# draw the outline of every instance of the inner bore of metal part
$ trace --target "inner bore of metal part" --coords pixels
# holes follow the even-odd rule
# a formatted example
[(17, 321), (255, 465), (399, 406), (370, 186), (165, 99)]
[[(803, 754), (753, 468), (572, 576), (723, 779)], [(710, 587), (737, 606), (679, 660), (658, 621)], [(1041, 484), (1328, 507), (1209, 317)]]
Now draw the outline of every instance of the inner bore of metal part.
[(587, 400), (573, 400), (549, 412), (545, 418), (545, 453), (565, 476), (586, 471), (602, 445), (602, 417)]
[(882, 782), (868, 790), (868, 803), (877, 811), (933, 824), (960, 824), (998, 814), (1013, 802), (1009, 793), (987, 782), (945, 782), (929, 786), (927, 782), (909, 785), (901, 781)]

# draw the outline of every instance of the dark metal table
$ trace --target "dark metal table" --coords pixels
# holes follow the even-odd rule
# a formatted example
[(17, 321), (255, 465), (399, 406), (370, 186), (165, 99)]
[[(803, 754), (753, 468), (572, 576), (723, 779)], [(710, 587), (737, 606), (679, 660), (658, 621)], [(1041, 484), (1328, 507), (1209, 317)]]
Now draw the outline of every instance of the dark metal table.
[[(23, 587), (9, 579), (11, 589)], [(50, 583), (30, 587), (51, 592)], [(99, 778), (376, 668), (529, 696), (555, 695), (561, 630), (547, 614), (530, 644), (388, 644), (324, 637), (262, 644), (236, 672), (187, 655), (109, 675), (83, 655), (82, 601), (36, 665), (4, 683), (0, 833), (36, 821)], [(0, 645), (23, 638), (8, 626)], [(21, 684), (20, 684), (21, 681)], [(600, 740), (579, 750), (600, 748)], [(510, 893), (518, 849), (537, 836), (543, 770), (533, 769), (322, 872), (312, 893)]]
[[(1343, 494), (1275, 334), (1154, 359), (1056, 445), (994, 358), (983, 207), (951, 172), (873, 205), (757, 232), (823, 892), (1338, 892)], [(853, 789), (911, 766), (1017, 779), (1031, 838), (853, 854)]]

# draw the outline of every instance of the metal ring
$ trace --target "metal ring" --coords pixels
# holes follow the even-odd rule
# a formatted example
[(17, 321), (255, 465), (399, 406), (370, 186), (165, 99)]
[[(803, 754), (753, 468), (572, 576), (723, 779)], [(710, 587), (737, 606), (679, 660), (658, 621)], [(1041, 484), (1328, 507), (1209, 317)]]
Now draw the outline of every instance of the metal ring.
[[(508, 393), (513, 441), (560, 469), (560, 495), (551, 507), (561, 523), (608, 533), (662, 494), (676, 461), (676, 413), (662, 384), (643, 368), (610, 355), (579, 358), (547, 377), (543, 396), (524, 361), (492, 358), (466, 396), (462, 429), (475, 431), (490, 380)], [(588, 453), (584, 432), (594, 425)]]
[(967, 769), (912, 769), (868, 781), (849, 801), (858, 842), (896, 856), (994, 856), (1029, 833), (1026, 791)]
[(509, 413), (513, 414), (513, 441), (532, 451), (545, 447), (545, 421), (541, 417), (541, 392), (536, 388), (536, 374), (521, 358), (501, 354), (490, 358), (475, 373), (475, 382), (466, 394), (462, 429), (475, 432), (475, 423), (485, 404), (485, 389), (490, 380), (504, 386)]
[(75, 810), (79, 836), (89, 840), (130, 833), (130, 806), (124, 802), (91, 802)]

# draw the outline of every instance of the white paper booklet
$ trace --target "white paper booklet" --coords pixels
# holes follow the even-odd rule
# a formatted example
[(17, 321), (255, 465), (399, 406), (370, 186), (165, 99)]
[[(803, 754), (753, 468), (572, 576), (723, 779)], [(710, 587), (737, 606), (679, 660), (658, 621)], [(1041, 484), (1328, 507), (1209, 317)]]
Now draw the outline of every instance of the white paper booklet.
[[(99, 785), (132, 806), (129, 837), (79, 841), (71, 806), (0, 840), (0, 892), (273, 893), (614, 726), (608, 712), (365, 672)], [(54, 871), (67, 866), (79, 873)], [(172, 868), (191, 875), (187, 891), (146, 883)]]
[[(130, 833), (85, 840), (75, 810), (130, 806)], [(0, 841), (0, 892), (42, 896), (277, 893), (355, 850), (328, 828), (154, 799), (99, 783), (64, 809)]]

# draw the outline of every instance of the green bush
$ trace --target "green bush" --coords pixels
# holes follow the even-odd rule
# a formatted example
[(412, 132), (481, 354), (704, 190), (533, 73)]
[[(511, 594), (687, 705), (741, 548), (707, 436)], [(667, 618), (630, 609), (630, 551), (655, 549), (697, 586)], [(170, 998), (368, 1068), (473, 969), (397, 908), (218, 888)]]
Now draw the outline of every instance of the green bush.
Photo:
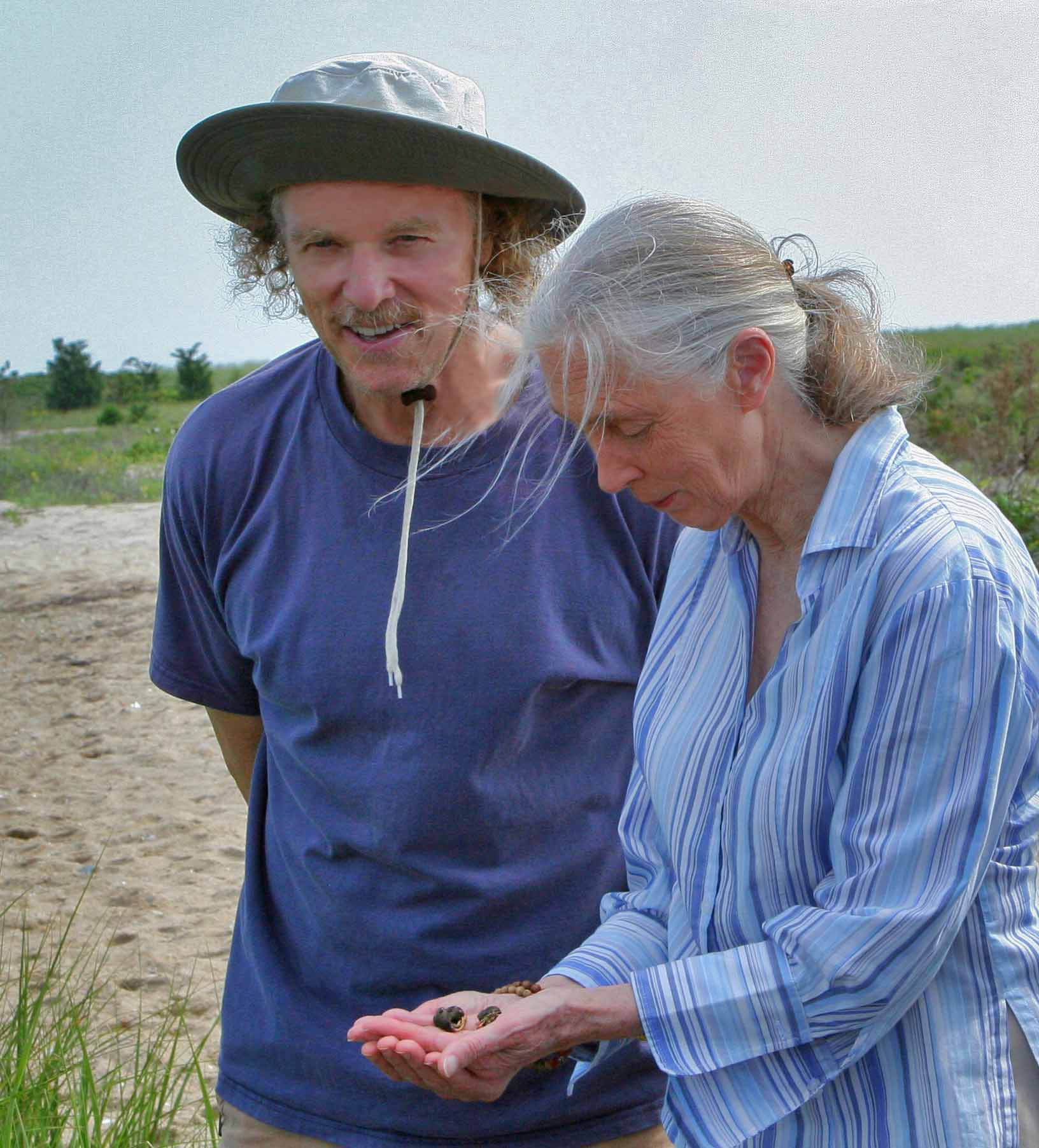
[(99, 427), (114, 427), (118, 426), (123, 421), (123, 412), (118, 406), (113, 406), (111, 403), (108, 406), (102, 406), (98, 414), (98, 426)]
[(10, 369), (10, 359), (0, 364), (0, 435), (18, 429), (22, 403), (15, 383), (17, 378), (18, 372)]
[(54, 358), (47, 362), (47, 406), (52, 411), (96, 406), (103, 388), (101, 364), (91, 360), (86, 340), (67, 343), (63, 339), (55, 339), (53, 346)]
[(177, 391), (181, 398), (206, 398), (212, 390), (212, 364), (199, 347), (178, 347), (172, 352), (177, 359)]
[(1039, 564), (1039, 488), (1018, 495), (991, 491), (988, 497), (1014, 523), (1036, 563)]

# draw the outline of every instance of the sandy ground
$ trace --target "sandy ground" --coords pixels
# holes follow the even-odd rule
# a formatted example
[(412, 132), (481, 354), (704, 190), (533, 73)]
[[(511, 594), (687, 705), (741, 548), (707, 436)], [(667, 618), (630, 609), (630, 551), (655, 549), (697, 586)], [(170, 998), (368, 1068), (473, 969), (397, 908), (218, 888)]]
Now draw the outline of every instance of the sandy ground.
[(204, 712), (148, 681), (158, 506), (17, 518), (0, 515), (0, 908), (17, 898), (9, 925), (42, 938), (86, 887), (72, 936), (107, 948), (116, 1023), (173, 994), (201, 1038), (246, 817)]

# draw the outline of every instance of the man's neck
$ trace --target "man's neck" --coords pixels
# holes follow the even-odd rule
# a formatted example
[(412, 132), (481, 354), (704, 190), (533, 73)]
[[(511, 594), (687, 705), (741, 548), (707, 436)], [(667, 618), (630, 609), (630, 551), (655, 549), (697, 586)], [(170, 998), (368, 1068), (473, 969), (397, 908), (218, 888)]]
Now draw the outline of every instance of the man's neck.
[[(490, 336), (463, 339), (435, 380), (436, 398), (426, 403), (422, 444), (448, 445), (484, 429), (502, 414), (498, 395), (512, 367), (517, 340), (507, 327)], [(419, 380), (416, 386), (422, 386)], [(342, 374), (340, 393), (357, 421), (383, 442), (411, 442), (414, 410), (397, 394), (351, 395)]]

- **REQUIREMENTS**: Put every line of all the records above into a Markdown table with the columns Index and Entry, numbering each line and omitting blank lines. Leave the pictures out of your answer.

- **ANSWER TO THE TASK**:
| Index | Entry |
|---|---|
| 1 | # draw the outline of every instance of the inner bore of metal part |
| 2 | $ trace --target "inner bore of metal part" --coords pixels |
| 3 | # holes follow the even-odd rule |
| 4 | # a formatted example |
| 5 | [(17, 321), (255, 465), (399, 406), (370, 186), (165, 99)] |
| 6 | [[(803, 754), (753, 468), (572, 576), (723, 779)], [(710, 587), (737, 606), (679, 660), (658, 621)], [(1041, 484), (1328, 507), (1209, 317)]] |
| 7 | Now draw the outline of every instance of the inner bore of metal part. |
| 8 | [(587, 400), (573, 400), (549, 412), (545, 418), (545, 453), (565, 476), (586, 471), (602, 445), (602, 417)] |
| 9 | [(882, 782), (868, 790), (868, 803), (877, 811), (933, 824), (960, 824), (998, 814), (1013, 802), (1009, 793), (987, 782), (945, 782), (929, 786), (927, 782), (909, 785), (901, 781)] |
| 10 | # draw the outline of every instance of the dark metal table |
| 11 | $ trace --target "dark metal table" --coords pixels |
| 12 | # holes follow the even-odd rule |
| 13 | # a formatted example |
| 14 | [(17, 321), (255, 465), (399, 406), (370, 186), (165, 99)] |
| 15 | [[(803, 754), (753, 468), (572, 576), (723, 779)], [(710, 587), (737, 606), (679, 660), (658, 621)], [(1041, 484), (1328, 507), (1209, 317)]] |
| 16 | Now draw the outline of every instance of the dark metal table. |
| 17 | [[(23, 587), (9, 579), (11, 589)], [(50, 583), (30, 587), (51, 592)], [(99, 778), (376, 668), (529, 696), (555, 695), (561, 630), (547, 614), (530, 644), (388, 644), (324, 637), (262, 644), (236, 672), (187, 655), (109, 675), (83, 655), (82, 601), (36, 665), (4, 683), (0, 833), (36, 821)], [(0, 645), (23, 638), (8, 626)], [(21, 684), (20, 684), (21, 681)], [(600, 740), (579, 750), (600, 748)], [(510, 893), (518, 849), (537, 836), (543, 770), (533, 769), (322, 872), (312, 893)]] |
| 18 | [[(1343, 494), (1275, 334), (1154, 359), (1056, 445), (994, 358), (983, 207), (951, 172), (873, 205), (757, 232), (823, 892), (1338, 892)], [(853, 789), (911, 766), (1017, 779), (1031, 838), (853, 854)]] |
| 19 | # draw the outline of every instance of the metal ring |
| 20 | $ trace --target "metal ring" --coords pixels |
| 21 | # holes follow the even-odd rule |
| 22 | # a formatted example |
| 23 | [(17, 321), (255, 465), (399, 406), (370, 186), (165, 99)] |
| 24 | [[(803, 754), (753, 468), (572, 576), (723, 779)], [(710, 587), (737, 606), (679, 660), (658, 621)], [(1041, 484), (1328, 507), (1209, 317)]] |
| 25 | Now draw the outline of every instance of the metal ring. |
| 26 | [[(508, 393), (513, 441), (560, 469), (560, 495), (551, 507), (561, 523), (608, 533), (662, 494), (676, 461), (676, 413), (662, 384), (643, 368), (610, 355), (579, 358), (547, 377), (543, 396), (524, 361), (492, 358), (466, 396), (462, 429), (475, 431), (490, 380)], [(588, 453), (584, 432), (594, 425)]] |
| 27 | [(967, 769), (912, 769), (868, 781), (849, 801), (858, 842), (896, 856), (994, 856), (1029, 833), (1026, 791)] |
| 28 | [(509, 413), (513, 414), (513, 441), (532, 451), (545, 447), (545, 421), (541, 417), (541, 392), (536, 388), (536, 374), (521, 358), (501, 354), (490, 358), (475, 373), (475, 382), (466, 394), (462, 429), (475, 432), (475, 423), (485, 404), (485, 389), (490, 380), (504, 386)] |
| 29 | [(75, 810), (79, 836), (89, 840), (130, 833), (130, 806), (124, 802), (91, 802)] |
| 30 | # draw the outline of every instance of the white paper booklet |
| 31 | $ trace --target "white paper booklet" --coords pixels |
| 32 | # holes follow the even-odd rule |
| 33 | # a formatted example |
| 34 | [(17, 321), (255, 465), (399, 406), (370, 186), (165, 99)] |
| 35 | [[(803, 754), (753, 468), (572, 576), (723, 779)], [(710, 587), (737, 606), (679, 660), (658, 621)], [(1041, 484), (1328, 507), (1209, 317)]] |
| 36 | Now draw the outline of every instance of the white paper booklet. |
| 37 | [[(99, 785), (132, 806), (129, 837), (79, 841), (71, 806), (0, 840), (0, 892), (273, 893), (614, 726), (608, 712), (365, 672)], [(54, 871), (67, 866), (79, 873)], [(172, 868), (191, 875), (187, 891), (146, 883)]] |
| 38 | [[(130, 833), (85, 840), (75, 810), (130, 806)], [(0, 841), (0, 892), (42, 896), (277, 893), (355, 850), (328, 828), (154, 799), (99, 783), (64, 809)]] |
| 39 | # draw the outline of every instance of the green bush |
| 40 | $ trace --target "green bush" --coords pixels |
| 41 | # holes follow the even-odd rule |
| 42 | # a formatted example |
| 43 | [(412, 132), (481, 354), (704, 190), (533, 73)] |
| 44 | [[(511, 594), (687, 705), (741, 548), (707, 436)], [(667, 618), (630, 609), (630, 551), (655, 549), (697, 586)], [(170, 998), (368, 1068), (473, 969), (397, 908), (218, 888)]] |
| 45 | Now draw the outline of every instance of the green bush. |
| 46 | Photo: |
| 47 | [(99, 427), (114, 427), (118, 426), (123, 421), (123, 412), (118, 406), (113, 406), (111, 403), (108, 406), (102, 406), (98, 414), (98, 426)] |
| 48 | [(10, 369), (10, 359), (0, 364), (0, 435), (18, 429), (22, 403), (15, 383), (17, 378), (18, 372)] |
| 49 | [(54, 358), (47, 362), (47, 406), (52, 411), (96, 406), (103, 388), (101, 364), (91, 360), (86, 340), (67, 343), (63, 339), (55, 339), (53, 346)] |
| 50 | [(177, 391), (181, 398), (206, 398), (212, 390), (212, 364), (199, 347), (178, 347), (172, 352), (177, 359)] |
| 51 | [(1039, 564), (1039, 488), (1018, 495), (991, 491), (988, 497), (1014, 523), (1036, 563)] |
| 52 | # draw the outline of every instance of the sandy ground |
| 53 | $ trace --target "sandy ground" --coords pixels |
| 54 | # holes follow the even-odd rule |
| 55 | # a formatted example |
| 56 | [(412, 132), (481, 354), (704, 190), (533, 73)] |
| 57 | [[(511, 594), (687, 705), (741, 548), (707, 436)], [(667, 618), (630, 609), (630, 551), (655, 549), (697, 586)], [(170, 998), (368, 1068), (473, 969), (397, 908), (218, 888)]] |
| 58 | Now draw the outline of every instance of the sandy ground. |
| 59 | [(204, 712), (148, 681), (158, 506), (17, 518), (0, 515), (0, 908), (17, 898), (9, 925), (42, 938), (86, 887), (72, 936), (107, 948), (116, 1023), (173, 994), (201, 1038), (246, 817)] |
| 60 | # draw the outline of every instance of the man's neck |
| 61 | $ trace --target "man's neck" --coords pixels |
| 62 | # holes follow the even-odd rule |
| 63 | # a formatted example |
| 64 | [(412, 132), (481, 354), (704, 190), (533, 73)] |
| 65 | [[(511, 594), (687, 705), (741, 548), (707, 436)], [(667, 618), (630, 609), (630, 551), (655, 549), (697, 586)], [(170, 998), (368, 1068), (473, 969), (397, 908), (218, 888)]] |
| 66 | Now draw the outline of every instance of the man's neck. |
| 67 | [[(490, 336), (463, 339), (435, 380), (436, 398), (426, 403), (422, 444), (448, 445), (484, 429), (502, 414), (498, 395), (512, 367), (517, 340), (507, 327)], [(419, 380), (416, 386), (422, 386)], [(342, 374), (340, 393), (357, 421), (383, 442), (411, 442), (414, 410), (397, 394), (351, 395)]] |